(*) PERPUSTAKAAN MA AL-MUNAWWAROH KEMBANGBAHU (*) creative studies corner (*)

Selasa, 08 Juli 2014

Panggil Aku Kartini Saja



Judul: Panggil Aku Kartini Saja
Penulis: Pramoedya Ananata Toer
Penerbit: Lentera Dipantara, Jakarta
Cetakan: I, Juli 2003
Halaman: 301 halaman


Pada 1899, seorang perempuan pribumi menampik dipanggil Raden Ajeng. Sebagai putri seorang bupati, ia sebenarnya ia berhak menerima penghormatan itu. Tapi setegasnya ia tolak. Di sebuah suratnya, perempuan itu menulis: “Panggil Aku Kartini saja—itulah namaku!”

__Cuplikan Data__
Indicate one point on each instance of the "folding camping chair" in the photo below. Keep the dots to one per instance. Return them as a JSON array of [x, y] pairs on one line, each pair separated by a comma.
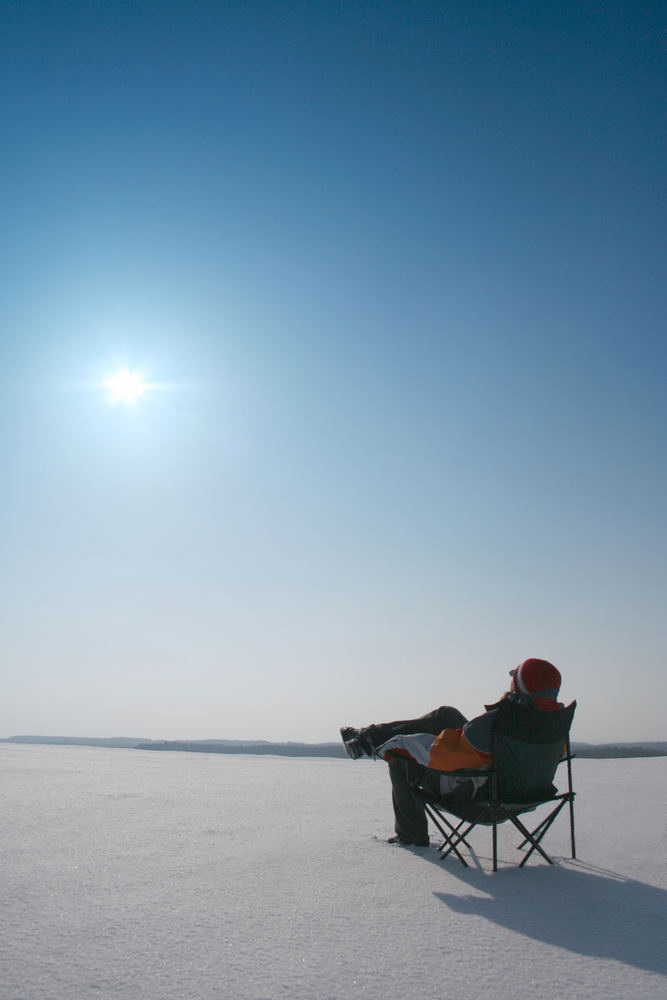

__Tugas__
A) Menurut resensi buku tentang Kartini, penerbit manakah yang menerbitkan buku tersebut?
B) Jelaskan alasan Kartini sebenarnya berhak dipanggil Raden Ajeng berdasarkan resensi buku tentang Kartini.
C) Lanjutkan resensi buku tentang Kartini mulai dari kalimat terakhirnya.

__Jawaban Tiap Tugas__
A) Lentera Dipantara, Jakarta.

B) Kartini adalah putri seorang bupati. Karena itu, penghormatan berupa panggilan Raden Ajeng sebenarnya menjadi haknya.

C)
Apa yang menarik dari kutipan di atas? Singkat saja: Kartini (diam-diam) sudah melakukan pemberontakan atas nilai-nilai kebudayaan Jawa yang feodalistik. Tentu saja ini simpulan yang mengagetkan. Bukan apa-apa, masalahnya pemahaman kita terhadap Kartini memang amat terbatas, jika tidak disebut dangkal, atau bahkan reduksionistik: Kartini adalah pelopor emansipasi perempuan. Titik. Simak pula ritus yang diadakan tiap 21 April sebagai selebrasi kelahirannya: lomba masak-memasak atau rias-merias, sedang Ibu-ibu Dharma Wanita atau PKK mendadak pakai kebaya.
Sedemikian lama pemahaman sempit tentang Kartini itu bertahan. Hanya segelintir yang tahu, kalau Kartini bukan sekadar pelopor emansipasi perempuan, melainkan juga “pengkritik yang tangguh dari feodalisme Jawa dengan segala tetek bengek kerumitannya”, sekaligus juga sebagai “pemula dari sejarah modern Indonesia”. Panggil Aku Kartini Saja adalah biografi yang mencoba menelusuri riwayat Kartini selengkap-lengkapnya, termasuk peran-peran yang selama ini terlampau disempitkan dan disederhanakan, berikut segala kelebihan dan kekurangannya sebagai manusia.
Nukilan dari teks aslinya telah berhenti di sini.